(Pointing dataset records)
━━━━━━━━━━

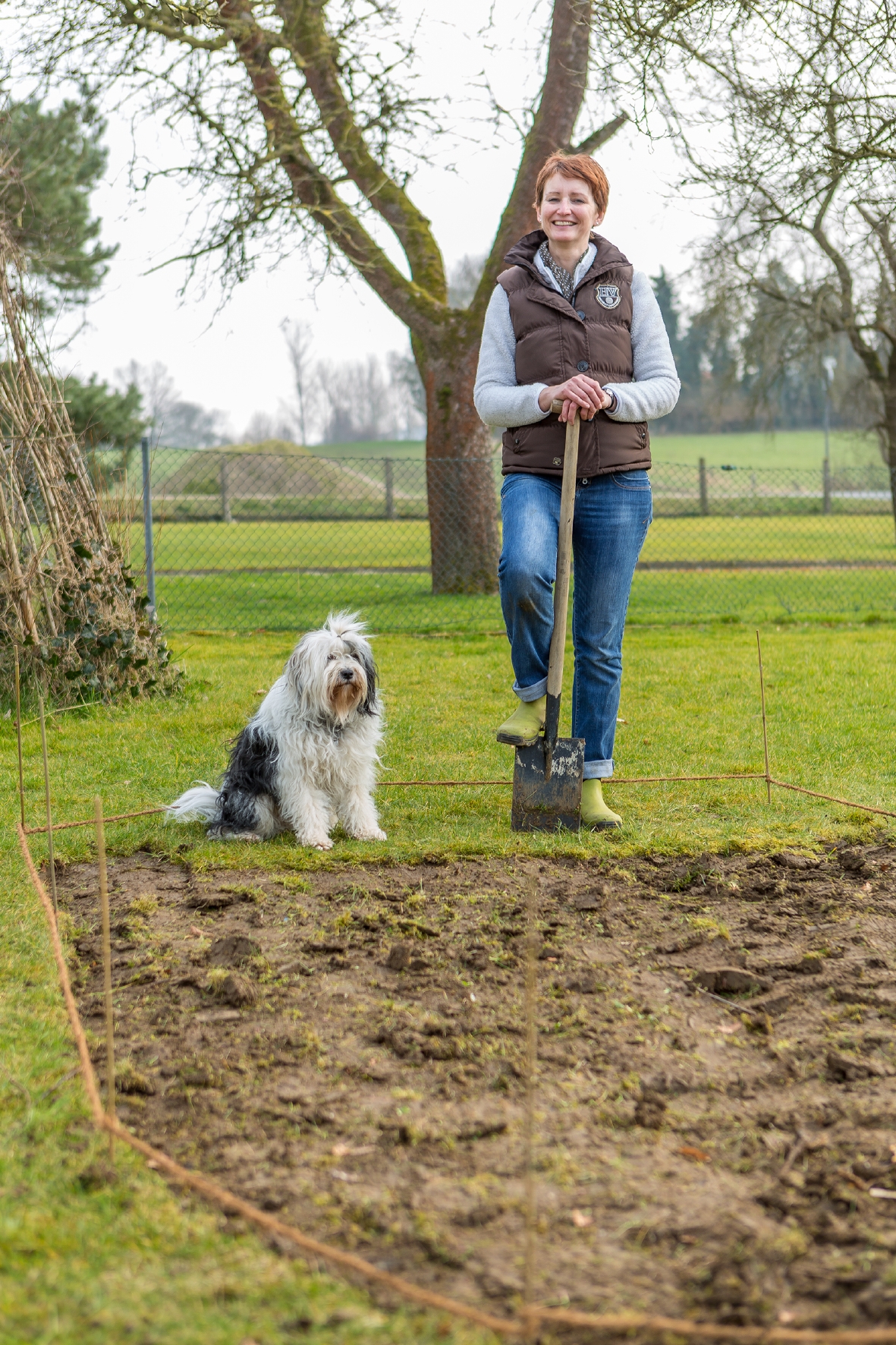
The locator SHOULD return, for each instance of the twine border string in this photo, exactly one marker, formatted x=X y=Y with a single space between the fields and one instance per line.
x=518 y=1327
x=476 y=784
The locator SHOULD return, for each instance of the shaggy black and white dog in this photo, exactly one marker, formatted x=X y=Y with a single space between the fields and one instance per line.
x=306 y=761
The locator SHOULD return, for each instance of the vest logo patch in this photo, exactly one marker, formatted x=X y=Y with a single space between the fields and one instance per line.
x=607 y=296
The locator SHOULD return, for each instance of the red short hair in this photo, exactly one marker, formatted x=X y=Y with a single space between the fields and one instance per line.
x=575 y=165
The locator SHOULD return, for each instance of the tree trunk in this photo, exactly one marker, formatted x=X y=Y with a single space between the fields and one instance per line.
x=461 y=484
x=888 y=444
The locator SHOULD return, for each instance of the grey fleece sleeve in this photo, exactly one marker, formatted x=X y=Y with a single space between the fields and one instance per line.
x=501 y=401
x=498 y=397
x=655 y=388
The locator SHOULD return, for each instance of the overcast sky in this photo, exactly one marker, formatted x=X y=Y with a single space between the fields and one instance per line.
x=233 y=357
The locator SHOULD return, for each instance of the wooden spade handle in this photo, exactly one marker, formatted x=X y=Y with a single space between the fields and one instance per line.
x=561 y=585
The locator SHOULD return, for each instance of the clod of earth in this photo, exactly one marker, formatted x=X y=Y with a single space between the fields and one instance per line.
x=376 y=1097
x=730 y=981
x=233 y=950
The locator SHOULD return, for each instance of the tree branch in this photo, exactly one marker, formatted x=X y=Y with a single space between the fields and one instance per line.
x=316 y=54
x=599 y=137
x=313 y=188
x=552 y=128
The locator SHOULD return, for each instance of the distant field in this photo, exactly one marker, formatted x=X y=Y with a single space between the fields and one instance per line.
x=376 y=543
x=786 y=448
x=280 y=576
x=373 y=448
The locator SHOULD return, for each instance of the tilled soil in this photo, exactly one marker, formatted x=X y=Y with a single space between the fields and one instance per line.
x=718 y=1068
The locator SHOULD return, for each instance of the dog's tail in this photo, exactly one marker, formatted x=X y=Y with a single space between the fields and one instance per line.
x=201 y=802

━━━━━━━━━━

* **What you should do**
Lay out the data above as a two-column CSV with the header instruction,points, giving each locator sentence its own row next to the coordinate lines beneath it. Put each field in double quotes, turn line breaks into spaces, and leave out the pictures.

* **Answer for this exercise**
instruction,points
"The locator SHOULD return, for each instance of the twine border string in this photo, exactly one marker, formatted x=X y=Y with a single space between the fields and one instance per line.","x=518 y=1327 x=476 y=784"
"The locator SHOULD return, for each instance of the shaggy black and white dog in this photo, exactly one marker, formatted x=X y=Y with a single space between the fields and one instance per line.","x=306 y=761"
"The locator SHOULD return, for each instance of the vest logo patch in this photo, exactly one marker, formatted x=X y=Y with a single space between the fields and one instance per line.","x=607 y=296"
"The locator SHOULD return, for each instance of the red short hair in this photo, exactly one marker, formatted x=X y=Y with a single space between the fields and one instance per line.","x=575 y=165"
"The locator SHOULD return, for each instance of the tree trunk in this photo, exactly one marker, formatted x=X y=Y with a single space between the fields and one instance per line.","x=461 y=484 x=888 y=444"
"The locator SHOULD return, for each instance of the grey fleece sleeve in this photo, exactly one marker, formatted x=X y=Y with a single space between the fields and one instance per line.","x=501 y=401 x=498 y=397 x=655 y=388"
"The locator SHOULD return, for each instance of the overcast sky in this photo, exactly one marker, formatted x=X y=Y with a single space between the fields and one instance per line.","x=233 y=357"
"The locator SHOULD return, for each instance of the wooden spade handle in this photo, exactly one marker, formatted x=X y=Y with a single space between the fields and one instance per line.","x=561 y=585"
"The locator SHOULD return, for each instance of the clod of earth in this photo, exactly one marker, formatted x=X y=Y with a single space between the fields and one instance per line.","x=376 y=1097 x=730 y=981 x=233 y=950"
"The locator SHOULD return, for each instance of the tree branch in this photo, exactly one marker, formatted x=X y=Y with a single space between the fields and one instance per line.","x=316 y=54 x=599 y=137 x=313 y=188 x=552 y=128"
"The locator SHOULD return, for each instance of the distant field in this photo, exactly one marker, formatted x=X y=Y with a single space between the fields and one instance per line.","x=376 y=543 x=786 y=448 x=280 y=576 x=373 y=448"
"The locator SHOULD return, for each instance of the tilled soil in this photo, exactly one marker, formatted x=X y=Y with a single space between the fields and one instance per line.","x=718 y=1068"
"The locator SHOULD return, for each instance of the dog's tail in this photo, exactly one marker, formatted x=X y=Y with a single space between the fields and one instance per line.","x=201 y=802"